# Task to complete:
Beginning with the first line of the entries below, quote each line until you reach and include the line with "Return the polygon of every instance of the arm".

# Data records:
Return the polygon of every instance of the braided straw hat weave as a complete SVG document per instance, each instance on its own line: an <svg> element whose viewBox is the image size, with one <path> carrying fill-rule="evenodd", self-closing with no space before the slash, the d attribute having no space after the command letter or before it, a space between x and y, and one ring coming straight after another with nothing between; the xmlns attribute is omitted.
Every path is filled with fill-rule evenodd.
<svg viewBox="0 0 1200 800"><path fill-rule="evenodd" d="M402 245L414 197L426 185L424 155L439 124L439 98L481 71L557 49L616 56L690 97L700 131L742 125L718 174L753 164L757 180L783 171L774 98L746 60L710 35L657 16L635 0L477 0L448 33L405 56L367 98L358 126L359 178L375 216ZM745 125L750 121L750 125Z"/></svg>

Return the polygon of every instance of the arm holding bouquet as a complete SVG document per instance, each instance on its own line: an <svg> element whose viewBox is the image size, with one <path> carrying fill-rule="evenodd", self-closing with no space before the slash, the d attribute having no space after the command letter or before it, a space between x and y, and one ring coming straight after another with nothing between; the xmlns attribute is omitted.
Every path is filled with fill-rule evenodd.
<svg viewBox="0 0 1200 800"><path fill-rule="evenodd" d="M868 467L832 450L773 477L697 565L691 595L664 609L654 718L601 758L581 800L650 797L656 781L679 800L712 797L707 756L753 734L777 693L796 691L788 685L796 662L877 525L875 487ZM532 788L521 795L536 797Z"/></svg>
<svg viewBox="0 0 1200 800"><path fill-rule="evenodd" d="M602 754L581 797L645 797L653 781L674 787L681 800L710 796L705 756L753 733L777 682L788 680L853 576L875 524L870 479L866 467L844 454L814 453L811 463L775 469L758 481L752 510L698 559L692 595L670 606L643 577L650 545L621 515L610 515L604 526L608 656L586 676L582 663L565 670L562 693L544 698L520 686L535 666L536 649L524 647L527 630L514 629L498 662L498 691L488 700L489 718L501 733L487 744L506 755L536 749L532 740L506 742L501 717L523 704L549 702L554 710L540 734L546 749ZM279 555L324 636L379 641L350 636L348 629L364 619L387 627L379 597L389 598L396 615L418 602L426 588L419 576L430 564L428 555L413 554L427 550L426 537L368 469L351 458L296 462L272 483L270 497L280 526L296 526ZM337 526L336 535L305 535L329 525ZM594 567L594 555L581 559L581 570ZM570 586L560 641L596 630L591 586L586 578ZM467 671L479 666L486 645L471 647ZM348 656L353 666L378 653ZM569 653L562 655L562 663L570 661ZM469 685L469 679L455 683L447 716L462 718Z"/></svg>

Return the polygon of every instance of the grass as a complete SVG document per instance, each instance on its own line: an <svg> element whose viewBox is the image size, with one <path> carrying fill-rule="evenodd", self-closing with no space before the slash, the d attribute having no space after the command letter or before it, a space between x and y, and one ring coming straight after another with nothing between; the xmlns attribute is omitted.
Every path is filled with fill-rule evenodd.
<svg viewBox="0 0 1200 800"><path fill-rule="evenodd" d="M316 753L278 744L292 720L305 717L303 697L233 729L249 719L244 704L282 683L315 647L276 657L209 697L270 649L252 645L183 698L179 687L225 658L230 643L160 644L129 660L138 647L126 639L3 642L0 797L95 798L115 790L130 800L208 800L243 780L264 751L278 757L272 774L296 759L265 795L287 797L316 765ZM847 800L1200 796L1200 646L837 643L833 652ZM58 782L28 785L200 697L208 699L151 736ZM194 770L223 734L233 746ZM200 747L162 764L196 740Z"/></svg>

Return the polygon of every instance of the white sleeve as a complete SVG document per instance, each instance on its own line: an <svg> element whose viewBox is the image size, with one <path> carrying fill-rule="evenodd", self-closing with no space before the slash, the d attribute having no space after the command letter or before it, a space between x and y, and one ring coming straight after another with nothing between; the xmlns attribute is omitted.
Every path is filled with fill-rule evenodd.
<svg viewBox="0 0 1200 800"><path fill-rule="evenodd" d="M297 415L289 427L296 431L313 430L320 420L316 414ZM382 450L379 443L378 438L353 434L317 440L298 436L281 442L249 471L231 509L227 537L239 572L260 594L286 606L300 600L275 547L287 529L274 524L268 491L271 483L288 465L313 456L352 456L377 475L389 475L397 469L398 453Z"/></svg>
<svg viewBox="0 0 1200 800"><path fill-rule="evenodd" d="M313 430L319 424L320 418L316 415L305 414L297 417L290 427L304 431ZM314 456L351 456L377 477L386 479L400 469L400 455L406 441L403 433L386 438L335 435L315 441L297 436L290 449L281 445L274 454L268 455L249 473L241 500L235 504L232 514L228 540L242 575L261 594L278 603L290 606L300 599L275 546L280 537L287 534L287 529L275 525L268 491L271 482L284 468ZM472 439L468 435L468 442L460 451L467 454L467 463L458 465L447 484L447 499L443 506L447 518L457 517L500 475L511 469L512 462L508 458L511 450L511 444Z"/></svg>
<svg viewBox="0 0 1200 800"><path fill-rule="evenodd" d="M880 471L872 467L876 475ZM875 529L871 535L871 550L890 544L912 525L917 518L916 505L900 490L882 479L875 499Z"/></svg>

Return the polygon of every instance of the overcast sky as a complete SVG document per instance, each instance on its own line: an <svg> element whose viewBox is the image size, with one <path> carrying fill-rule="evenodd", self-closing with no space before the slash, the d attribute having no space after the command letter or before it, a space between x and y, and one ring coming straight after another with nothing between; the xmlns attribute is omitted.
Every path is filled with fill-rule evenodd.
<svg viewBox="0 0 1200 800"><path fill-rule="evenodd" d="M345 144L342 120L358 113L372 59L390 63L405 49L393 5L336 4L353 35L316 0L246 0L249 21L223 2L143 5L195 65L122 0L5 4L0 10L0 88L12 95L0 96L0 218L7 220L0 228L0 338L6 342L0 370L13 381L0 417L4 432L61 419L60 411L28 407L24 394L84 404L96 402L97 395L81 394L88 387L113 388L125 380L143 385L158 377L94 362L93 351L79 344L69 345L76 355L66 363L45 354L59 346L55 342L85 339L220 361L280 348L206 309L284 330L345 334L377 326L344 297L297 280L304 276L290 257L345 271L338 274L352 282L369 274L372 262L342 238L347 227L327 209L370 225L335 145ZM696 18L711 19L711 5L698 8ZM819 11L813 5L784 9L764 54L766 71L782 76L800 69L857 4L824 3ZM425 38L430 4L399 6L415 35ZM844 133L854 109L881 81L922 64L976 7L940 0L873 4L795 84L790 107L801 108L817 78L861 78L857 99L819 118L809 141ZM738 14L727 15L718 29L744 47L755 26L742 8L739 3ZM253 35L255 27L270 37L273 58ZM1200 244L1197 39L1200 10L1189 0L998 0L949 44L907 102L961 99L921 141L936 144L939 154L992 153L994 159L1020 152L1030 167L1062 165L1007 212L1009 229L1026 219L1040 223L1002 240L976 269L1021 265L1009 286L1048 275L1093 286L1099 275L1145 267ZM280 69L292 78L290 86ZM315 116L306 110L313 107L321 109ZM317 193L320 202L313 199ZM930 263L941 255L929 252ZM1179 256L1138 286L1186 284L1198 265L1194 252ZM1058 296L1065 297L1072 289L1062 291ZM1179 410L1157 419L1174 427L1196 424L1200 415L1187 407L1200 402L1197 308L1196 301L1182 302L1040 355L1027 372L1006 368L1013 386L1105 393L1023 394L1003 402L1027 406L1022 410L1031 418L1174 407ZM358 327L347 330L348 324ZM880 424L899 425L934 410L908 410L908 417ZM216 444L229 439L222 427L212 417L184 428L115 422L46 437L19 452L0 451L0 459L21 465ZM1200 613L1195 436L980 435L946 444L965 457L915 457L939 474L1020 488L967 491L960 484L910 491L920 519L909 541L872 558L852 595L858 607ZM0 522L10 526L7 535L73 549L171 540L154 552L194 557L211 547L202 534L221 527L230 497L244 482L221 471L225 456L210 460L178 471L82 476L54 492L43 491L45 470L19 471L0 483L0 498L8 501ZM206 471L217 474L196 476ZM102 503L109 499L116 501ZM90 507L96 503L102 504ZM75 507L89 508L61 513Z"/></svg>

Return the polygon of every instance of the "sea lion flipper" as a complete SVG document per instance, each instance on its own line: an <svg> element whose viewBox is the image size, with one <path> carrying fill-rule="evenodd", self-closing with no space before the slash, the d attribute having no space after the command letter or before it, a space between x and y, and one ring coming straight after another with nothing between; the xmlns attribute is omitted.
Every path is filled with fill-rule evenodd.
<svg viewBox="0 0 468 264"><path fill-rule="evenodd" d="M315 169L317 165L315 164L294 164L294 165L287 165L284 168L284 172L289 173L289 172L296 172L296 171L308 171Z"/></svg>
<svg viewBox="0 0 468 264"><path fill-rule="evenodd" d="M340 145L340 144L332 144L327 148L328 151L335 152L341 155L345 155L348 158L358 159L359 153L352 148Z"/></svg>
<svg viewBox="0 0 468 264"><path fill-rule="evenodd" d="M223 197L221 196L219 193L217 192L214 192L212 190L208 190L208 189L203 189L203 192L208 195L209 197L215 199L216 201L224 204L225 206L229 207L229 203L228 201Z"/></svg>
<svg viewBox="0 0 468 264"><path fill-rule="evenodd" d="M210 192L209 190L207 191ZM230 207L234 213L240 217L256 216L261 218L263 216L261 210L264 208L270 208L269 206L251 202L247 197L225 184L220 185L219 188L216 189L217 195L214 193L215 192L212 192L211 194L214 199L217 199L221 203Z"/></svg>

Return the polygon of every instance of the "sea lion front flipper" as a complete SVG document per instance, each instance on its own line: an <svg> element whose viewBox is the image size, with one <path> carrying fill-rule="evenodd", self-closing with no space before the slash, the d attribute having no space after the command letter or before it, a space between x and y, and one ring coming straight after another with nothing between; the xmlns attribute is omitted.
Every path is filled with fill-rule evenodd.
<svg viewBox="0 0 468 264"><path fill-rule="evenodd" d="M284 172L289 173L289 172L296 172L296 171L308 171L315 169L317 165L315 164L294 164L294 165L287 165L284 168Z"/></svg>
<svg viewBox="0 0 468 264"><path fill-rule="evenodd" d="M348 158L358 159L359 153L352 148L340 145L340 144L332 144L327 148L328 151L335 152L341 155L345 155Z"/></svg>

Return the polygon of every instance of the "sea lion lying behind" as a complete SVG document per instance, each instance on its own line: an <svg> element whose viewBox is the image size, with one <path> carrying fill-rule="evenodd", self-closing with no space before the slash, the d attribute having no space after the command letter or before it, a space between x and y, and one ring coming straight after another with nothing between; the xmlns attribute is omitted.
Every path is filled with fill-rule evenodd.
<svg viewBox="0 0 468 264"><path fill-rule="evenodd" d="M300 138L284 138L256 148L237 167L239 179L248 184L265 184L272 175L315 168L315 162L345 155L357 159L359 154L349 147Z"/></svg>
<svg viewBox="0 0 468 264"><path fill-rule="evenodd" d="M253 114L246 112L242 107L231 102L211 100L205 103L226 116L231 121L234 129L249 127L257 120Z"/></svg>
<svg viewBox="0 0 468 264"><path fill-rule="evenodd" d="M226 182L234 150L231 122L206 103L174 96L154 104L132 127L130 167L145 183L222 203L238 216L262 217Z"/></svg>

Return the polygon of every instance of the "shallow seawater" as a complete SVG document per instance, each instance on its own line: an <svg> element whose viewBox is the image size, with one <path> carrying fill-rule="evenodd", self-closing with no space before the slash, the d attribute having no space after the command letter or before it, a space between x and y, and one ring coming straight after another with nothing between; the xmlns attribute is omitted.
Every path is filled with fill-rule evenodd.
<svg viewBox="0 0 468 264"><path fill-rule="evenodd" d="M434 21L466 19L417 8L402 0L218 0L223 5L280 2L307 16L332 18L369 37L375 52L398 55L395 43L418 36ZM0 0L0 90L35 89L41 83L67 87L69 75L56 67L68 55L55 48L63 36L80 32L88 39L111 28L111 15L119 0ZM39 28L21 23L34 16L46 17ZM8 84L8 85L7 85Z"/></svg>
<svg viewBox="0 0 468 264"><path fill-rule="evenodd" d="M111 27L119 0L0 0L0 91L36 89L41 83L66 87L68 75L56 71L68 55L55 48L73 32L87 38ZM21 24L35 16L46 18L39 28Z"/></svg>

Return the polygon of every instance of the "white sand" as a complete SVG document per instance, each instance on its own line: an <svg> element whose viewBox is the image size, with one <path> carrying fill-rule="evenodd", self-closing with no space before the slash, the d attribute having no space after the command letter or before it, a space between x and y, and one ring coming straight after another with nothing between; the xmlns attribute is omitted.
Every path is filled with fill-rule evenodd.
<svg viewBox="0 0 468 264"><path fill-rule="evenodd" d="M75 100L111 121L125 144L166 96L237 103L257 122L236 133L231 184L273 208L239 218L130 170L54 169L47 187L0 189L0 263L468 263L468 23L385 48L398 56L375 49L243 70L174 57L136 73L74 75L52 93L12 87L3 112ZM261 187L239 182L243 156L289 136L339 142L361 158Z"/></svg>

# Result of this task:
Return the polygon of every instance of the braided straw hat weave as a complete SVG document per instance, each instance on its own line: an <svg> element whose viewBox is the image size, with one <path> carrying fill-rule="evenodd", self-closing with no space before the slash, the d attribute having no space after the command letter or before it, a space between x and y, and one ring coming straight after another with nothing between; the xmlns attribute is omitted.
Every path is filled with fill-rule evenodd.
<svg viewBox="0 0 1200 800"><path fill-rule="evenodd" d="M402 245L414 197L426 185L424 155L439 124L439 98L481 71L557 49L616 56L690 97L700 131L742 125L718 174L753 164L757 180L783 171L774 98L746 60L710 35L657 16L635 0L477 0L448 33L405 56L367 98L358 126L359 178L375 216ZM745 125L750 121L750 125Z"/></svg>

Return the polygon of every instance of the arm holding bouquet as a complete SVG document per instance, each instance on its own line: an <svg> element whose viewBox is the image size, with one <path> carrying fill-rule="evenodd", self-closing with no space before the slash, the d attribute having no space after the command letter or before it, a space between x and y, and one ring coming straight after another with nothing between; the xmlns attribute is omitted.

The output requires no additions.